■ Directions for this task ■
Rewrite the records as a numbered list with blank lines omitted, starting at the first line and ending at the line that contains "[[156, 120], [493, 60]]". Include only those lines.

A block of data
::::
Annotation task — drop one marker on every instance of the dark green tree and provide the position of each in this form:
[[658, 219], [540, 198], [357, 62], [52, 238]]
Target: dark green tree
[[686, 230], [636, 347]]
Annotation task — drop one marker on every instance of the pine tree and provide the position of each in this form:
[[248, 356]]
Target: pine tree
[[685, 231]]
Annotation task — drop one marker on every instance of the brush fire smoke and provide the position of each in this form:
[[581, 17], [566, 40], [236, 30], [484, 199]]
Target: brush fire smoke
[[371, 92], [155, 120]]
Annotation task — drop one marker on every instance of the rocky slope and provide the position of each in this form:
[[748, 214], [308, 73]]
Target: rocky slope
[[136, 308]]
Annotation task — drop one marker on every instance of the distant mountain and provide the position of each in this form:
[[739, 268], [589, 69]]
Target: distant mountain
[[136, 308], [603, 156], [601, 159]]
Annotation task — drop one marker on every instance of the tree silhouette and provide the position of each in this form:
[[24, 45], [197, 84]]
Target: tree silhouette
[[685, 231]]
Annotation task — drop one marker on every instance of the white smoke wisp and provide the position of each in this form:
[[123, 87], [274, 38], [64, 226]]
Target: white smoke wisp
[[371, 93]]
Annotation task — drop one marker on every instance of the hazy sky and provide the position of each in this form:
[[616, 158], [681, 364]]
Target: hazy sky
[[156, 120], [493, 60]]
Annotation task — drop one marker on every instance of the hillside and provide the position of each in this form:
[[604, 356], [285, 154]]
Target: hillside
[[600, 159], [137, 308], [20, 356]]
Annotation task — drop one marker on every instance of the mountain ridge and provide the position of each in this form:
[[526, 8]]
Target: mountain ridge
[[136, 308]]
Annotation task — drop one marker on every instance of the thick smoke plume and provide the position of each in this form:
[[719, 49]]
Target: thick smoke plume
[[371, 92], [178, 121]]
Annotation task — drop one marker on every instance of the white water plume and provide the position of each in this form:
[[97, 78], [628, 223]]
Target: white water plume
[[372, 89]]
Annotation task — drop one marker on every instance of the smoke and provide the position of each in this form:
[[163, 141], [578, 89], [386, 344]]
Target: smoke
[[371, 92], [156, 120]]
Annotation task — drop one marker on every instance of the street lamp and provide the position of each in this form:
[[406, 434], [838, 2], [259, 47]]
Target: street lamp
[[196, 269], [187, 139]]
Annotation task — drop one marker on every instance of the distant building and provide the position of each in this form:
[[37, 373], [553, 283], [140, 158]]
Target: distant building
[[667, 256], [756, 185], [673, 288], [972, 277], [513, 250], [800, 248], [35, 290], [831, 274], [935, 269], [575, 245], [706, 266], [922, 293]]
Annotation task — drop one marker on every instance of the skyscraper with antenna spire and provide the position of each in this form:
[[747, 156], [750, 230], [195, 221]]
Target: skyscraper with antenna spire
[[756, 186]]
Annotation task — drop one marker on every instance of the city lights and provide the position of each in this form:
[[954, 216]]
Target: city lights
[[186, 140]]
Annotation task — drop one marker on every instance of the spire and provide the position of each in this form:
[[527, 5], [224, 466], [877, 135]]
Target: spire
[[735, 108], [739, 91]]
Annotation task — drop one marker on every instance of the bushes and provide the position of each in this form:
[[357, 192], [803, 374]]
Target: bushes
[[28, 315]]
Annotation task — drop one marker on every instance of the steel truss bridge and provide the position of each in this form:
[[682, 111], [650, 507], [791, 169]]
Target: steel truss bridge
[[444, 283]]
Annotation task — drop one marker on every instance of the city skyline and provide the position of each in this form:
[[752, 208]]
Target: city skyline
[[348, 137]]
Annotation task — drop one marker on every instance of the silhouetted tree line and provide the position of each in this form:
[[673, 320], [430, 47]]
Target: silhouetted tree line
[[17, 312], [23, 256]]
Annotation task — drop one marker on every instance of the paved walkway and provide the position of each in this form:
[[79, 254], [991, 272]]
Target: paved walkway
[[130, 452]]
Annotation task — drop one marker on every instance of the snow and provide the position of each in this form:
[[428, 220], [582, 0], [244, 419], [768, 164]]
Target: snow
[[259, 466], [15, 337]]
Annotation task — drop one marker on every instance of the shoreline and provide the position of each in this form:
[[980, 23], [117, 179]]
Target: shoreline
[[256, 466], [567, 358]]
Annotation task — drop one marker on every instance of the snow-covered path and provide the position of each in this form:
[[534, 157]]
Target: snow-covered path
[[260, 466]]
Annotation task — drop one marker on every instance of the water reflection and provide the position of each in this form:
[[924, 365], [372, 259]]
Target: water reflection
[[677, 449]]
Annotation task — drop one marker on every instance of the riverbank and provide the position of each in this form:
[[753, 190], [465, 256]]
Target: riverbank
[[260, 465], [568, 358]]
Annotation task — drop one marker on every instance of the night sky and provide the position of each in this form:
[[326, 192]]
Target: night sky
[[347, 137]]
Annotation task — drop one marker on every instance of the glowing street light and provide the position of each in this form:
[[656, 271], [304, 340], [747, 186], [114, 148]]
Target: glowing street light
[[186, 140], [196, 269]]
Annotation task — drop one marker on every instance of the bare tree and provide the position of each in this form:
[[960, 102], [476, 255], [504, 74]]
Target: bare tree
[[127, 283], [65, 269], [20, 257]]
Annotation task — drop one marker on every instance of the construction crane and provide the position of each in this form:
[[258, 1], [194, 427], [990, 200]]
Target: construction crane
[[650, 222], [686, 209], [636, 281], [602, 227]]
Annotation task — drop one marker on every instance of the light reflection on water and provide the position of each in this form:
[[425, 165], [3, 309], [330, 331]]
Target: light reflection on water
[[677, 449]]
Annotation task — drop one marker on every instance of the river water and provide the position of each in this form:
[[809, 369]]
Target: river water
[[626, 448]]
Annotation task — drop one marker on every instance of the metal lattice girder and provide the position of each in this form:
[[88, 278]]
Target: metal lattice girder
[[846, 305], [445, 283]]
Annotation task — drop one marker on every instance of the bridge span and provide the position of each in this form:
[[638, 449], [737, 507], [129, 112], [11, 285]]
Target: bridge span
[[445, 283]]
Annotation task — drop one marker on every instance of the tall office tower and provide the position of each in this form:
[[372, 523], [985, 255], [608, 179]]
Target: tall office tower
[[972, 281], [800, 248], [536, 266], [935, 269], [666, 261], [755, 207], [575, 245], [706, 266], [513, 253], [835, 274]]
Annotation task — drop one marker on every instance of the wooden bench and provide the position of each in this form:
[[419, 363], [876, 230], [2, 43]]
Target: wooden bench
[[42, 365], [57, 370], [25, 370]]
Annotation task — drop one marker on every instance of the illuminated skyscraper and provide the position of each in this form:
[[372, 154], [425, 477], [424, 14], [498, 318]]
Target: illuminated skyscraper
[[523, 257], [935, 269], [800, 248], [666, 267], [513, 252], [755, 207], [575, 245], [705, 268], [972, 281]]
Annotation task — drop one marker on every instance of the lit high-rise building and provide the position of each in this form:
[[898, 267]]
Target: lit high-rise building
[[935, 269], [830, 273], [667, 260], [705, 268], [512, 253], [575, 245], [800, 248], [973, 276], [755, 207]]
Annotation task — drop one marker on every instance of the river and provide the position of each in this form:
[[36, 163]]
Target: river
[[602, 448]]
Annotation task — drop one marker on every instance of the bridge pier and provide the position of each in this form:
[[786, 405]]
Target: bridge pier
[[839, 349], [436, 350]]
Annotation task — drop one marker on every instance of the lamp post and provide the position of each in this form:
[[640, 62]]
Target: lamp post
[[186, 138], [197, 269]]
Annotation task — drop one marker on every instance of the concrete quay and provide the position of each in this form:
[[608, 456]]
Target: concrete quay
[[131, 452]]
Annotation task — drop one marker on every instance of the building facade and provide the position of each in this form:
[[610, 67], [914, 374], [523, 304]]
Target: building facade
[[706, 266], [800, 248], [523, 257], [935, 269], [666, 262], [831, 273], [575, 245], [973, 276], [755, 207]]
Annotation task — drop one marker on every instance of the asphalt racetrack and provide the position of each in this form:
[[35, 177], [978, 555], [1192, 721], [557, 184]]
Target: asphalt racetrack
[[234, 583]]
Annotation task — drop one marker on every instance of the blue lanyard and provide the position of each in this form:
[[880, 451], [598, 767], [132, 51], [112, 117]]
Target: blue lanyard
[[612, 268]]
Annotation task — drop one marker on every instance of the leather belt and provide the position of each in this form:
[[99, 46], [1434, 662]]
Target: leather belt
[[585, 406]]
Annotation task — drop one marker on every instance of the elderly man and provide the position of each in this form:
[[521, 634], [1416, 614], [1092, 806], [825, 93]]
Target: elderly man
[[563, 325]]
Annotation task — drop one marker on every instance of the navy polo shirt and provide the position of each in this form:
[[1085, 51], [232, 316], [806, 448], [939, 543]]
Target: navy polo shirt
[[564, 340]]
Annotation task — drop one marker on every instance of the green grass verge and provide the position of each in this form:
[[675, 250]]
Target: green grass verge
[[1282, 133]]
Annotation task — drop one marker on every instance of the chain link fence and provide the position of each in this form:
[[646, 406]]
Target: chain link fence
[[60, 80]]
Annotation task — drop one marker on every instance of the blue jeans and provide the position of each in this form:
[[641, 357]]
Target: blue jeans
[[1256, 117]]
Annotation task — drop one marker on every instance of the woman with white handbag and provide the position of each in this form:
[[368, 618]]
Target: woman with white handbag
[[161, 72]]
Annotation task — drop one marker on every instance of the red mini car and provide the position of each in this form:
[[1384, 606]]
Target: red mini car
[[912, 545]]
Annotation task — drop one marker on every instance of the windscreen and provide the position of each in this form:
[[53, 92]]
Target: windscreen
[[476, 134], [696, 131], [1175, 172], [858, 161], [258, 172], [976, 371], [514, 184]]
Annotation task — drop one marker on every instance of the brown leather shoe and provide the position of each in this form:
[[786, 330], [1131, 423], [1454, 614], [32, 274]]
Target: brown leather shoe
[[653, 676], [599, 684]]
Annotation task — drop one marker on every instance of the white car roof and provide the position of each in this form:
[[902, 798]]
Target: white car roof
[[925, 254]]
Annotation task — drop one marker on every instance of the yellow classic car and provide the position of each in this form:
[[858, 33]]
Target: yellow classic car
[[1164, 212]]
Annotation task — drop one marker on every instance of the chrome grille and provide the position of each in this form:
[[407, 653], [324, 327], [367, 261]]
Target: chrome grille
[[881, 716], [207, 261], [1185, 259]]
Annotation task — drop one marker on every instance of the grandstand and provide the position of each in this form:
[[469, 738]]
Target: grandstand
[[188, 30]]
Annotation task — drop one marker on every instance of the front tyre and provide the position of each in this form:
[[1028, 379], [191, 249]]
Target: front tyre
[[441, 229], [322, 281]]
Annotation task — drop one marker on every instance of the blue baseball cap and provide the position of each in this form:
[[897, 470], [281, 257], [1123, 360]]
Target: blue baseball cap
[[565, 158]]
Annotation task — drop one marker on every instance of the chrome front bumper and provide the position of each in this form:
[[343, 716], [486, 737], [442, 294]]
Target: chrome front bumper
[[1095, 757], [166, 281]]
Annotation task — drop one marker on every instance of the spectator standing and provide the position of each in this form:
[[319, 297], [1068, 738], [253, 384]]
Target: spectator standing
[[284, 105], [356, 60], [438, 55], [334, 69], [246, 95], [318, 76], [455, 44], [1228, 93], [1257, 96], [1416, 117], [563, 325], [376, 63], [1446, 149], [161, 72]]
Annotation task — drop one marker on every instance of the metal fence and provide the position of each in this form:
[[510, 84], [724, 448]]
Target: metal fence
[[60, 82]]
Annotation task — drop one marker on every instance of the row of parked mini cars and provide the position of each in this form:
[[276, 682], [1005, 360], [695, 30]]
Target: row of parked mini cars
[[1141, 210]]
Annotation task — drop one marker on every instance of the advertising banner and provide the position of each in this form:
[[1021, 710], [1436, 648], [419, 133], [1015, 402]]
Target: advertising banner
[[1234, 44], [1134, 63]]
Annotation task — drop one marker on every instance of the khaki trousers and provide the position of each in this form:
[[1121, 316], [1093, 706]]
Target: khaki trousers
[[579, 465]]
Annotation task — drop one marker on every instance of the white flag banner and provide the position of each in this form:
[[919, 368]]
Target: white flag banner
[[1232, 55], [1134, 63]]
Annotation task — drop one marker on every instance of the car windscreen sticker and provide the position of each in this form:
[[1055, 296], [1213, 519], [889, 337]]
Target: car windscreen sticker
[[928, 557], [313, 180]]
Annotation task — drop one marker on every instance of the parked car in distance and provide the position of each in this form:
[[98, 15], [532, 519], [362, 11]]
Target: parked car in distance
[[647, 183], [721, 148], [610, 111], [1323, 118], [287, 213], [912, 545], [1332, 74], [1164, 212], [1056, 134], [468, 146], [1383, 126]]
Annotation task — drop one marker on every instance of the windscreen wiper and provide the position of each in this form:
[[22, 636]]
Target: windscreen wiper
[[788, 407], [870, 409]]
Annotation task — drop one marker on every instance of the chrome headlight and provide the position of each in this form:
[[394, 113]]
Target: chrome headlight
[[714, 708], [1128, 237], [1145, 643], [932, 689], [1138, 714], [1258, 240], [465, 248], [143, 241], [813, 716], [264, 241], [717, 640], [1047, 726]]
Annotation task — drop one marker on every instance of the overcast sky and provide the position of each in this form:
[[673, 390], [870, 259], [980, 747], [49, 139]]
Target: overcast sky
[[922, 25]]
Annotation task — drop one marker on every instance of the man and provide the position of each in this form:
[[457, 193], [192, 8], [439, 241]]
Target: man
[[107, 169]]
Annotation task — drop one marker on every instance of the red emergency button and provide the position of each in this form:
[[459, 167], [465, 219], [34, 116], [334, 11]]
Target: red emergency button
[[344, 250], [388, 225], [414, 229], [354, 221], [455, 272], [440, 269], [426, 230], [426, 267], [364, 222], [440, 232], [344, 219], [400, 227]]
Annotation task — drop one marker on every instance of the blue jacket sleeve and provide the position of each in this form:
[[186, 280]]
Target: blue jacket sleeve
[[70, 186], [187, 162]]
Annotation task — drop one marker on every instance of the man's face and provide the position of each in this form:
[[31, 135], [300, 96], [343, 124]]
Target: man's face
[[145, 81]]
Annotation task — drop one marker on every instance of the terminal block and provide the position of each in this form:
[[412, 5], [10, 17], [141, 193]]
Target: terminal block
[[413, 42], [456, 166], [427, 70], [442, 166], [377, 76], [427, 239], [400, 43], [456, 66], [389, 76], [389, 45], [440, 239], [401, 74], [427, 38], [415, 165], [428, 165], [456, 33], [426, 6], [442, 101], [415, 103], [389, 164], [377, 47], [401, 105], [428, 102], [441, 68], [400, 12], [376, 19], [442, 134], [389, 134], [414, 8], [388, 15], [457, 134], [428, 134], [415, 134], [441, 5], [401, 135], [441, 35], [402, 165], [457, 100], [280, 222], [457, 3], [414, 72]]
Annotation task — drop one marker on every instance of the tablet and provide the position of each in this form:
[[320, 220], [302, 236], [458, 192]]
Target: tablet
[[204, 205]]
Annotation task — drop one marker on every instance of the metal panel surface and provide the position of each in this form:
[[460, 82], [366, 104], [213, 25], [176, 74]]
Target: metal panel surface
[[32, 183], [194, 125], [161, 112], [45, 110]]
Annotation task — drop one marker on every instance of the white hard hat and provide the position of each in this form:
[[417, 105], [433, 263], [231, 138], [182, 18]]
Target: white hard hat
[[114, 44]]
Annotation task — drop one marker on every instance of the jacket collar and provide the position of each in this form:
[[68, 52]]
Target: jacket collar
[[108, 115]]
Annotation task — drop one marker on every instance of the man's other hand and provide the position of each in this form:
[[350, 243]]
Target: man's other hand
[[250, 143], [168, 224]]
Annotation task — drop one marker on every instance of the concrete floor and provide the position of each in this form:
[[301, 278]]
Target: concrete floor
::::
■ Final result ■
1. Annotation task — drop one marker on every instance of the dark green tree and provide the position of each in this form:
2. [[658, 219], [540, 198], [357, 62], [52, 238]]
3. Target: dark green tree
4. [[686, 230], [636, 347]]
5. Annotation task — drop one marker on every instance of the pine tree and provide the position of each in this form:
6. [[248, 356]]
7. Target: pine tree
8. [[685, 231]]
9. Annotation task — drop one marker on every instance of the brush fire smoke and provide the position of each in this form:
10. [[581, 17], [566, 40], [236, 30], [484, 199]]
11. Target: brush fire smoke
12. [[371, 92], [155, 120]]
13. Annotation task — drop one marker on every instance of the rocky slope and provide the position of each in this form:
14. [[748, 214], [308, 73]]
15. Target: rocky slope
16. [[136, 308]]
17. Annotation task — drop one marker on every instance of the distant mountain and provide the position of each in this form:
18. [[739, 268], [589, 69]]
19. Target: distant mountain
20. [[136, 308], [603, 156], [601, 159]]
21. Annotation task — drop one marker on every instance of the tree silhouette and provide the position of each in this form:
22. [[24, 45], [197, 84]]
23. Target: tree silhouette
24. [[685, 231]]
25. Annotation task — drop one marker on every instance of the white smoke wisp and provide the position of each in this form:
26. [[123, 87], [274, 38], [64, 226]]
27. Target: white smoke wisp
28. [[371, 93]]
29. Annotation task — drop one marker on every instance of the hazy sky and provide the position of each in this form:
30. [[616, 158], [681, 364]]
31. Target: hazy sky
32. [[156, 120], [493, 60]]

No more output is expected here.